Cardiologist Ari Goldberger discovered that the healthy heartbeat is not regular and rhythmic, but contains chaotic irregularities that actually determine the organ’s health and the individual’s survival. We must remember that life is change, and change is always involved in creativity. If we allow ourselves to be non-changing (or stuck), we die.
Women have always had a special time nature sets aside to expel the old and make room for the new. Men have a more challenging time designing retreat time for their own clearing and creative process. However, men can create their own retreat times by going camping either alone or with other men who have a similar purpose. The ManKind Project, MenSpeak, and A Circle of Men are examples of groups that encourage men to retreat together to regain the balance and harmony that they have lost in society’s warped value system.
We all need to honor times to slow down, listen, and wait. The divine feminine brings inspiration when we are just being rather than when we are focused on doing. When we wait before acting, our actions are accomplished more efficiently and more quickly because we have respected the pause in the creativity cycle. When we honor our own natural timing and become examples to others, everyone benefits from participating in the rhythms of life.
+ + + +
GIVEN EXERCISE A → Output the stretch of records from the line containing "Keypoint placement for each instance of the cracked" through the end of the records, unchanged.

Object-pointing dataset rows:
+ + + +
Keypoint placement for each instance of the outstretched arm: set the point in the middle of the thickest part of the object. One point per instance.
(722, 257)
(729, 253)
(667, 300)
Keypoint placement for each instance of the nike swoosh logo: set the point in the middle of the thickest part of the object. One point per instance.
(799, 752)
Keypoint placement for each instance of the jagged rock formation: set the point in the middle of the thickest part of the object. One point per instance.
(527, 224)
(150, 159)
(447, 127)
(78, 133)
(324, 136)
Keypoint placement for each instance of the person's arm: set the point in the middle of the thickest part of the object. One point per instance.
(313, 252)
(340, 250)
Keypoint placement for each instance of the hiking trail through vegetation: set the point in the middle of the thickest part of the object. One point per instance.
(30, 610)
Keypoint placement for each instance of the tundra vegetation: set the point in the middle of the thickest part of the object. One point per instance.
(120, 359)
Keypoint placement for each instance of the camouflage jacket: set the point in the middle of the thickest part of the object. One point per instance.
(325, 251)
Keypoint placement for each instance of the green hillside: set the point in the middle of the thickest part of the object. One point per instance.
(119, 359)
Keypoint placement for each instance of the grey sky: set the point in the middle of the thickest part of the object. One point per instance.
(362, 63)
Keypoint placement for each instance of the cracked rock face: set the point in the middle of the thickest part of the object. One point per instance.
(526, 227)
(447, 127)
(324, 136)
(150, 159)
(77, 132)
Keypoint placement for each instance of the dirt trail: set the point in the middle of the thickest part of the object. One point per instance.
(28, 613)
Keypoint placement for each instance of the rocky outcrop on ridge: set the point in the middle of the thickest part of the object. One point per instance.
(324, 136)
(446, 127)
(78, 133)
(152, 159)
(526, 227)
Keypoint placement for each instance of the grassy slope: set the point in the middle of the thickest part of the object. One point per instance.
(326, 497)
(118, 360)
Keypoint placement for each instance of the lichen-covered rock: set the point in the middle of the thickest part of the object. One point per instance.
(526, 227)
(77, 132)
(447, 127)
+ + + +
GIVEN EXERCISE B → Rewrite the stretch of the passage on creativity and life's rhythms from "Cardiologist Ari Goldberger" through "stuck), we die.", swapping "irregularities" for "variations".

COMPLETE ANSWER A →
Keypoint placement for each instance of the cracked rock face: set the point in the middle of the thickest part of the object. One point per instance.
(526, 227)
(447, 127)
(324, 136)
(150, 159)
(77, 132)
Keypoint placement for each instance of the dirt trail: set the point in the middle of the thickest part of the object. One point per instance.
(28, 613)
Keypoint placement for each instance of the rocky outcrop on ridge: set the point in the middle of the thickest part of the object. One point per instance.
(324, 136)
(446, 127)
(78, 133)
(152, 159)
(526, 227)
Keypoint placement for each instance of the grassy slope: set the point in the middle of the thickest part of the object. One point per instance.
(326, 497)
(118, 360)
Keypoint placement for each instance of the lichen-covered rock: set the point in the middle of the thickest part of the object. One point per instance.
(526, 227)
(77, 132)
(447, 127)

COMPLETE ANSWER B →
Cardiologist Ari Goldberger discovered that the healthy heartbeat is not regular and rhythmic, but contains chaotic variations that actually determine the organ’s health and the individual’s survival. We must remember that life is change, and change is always involved in creativity. If we allow ourselves to be non-changing (or stuck), we die.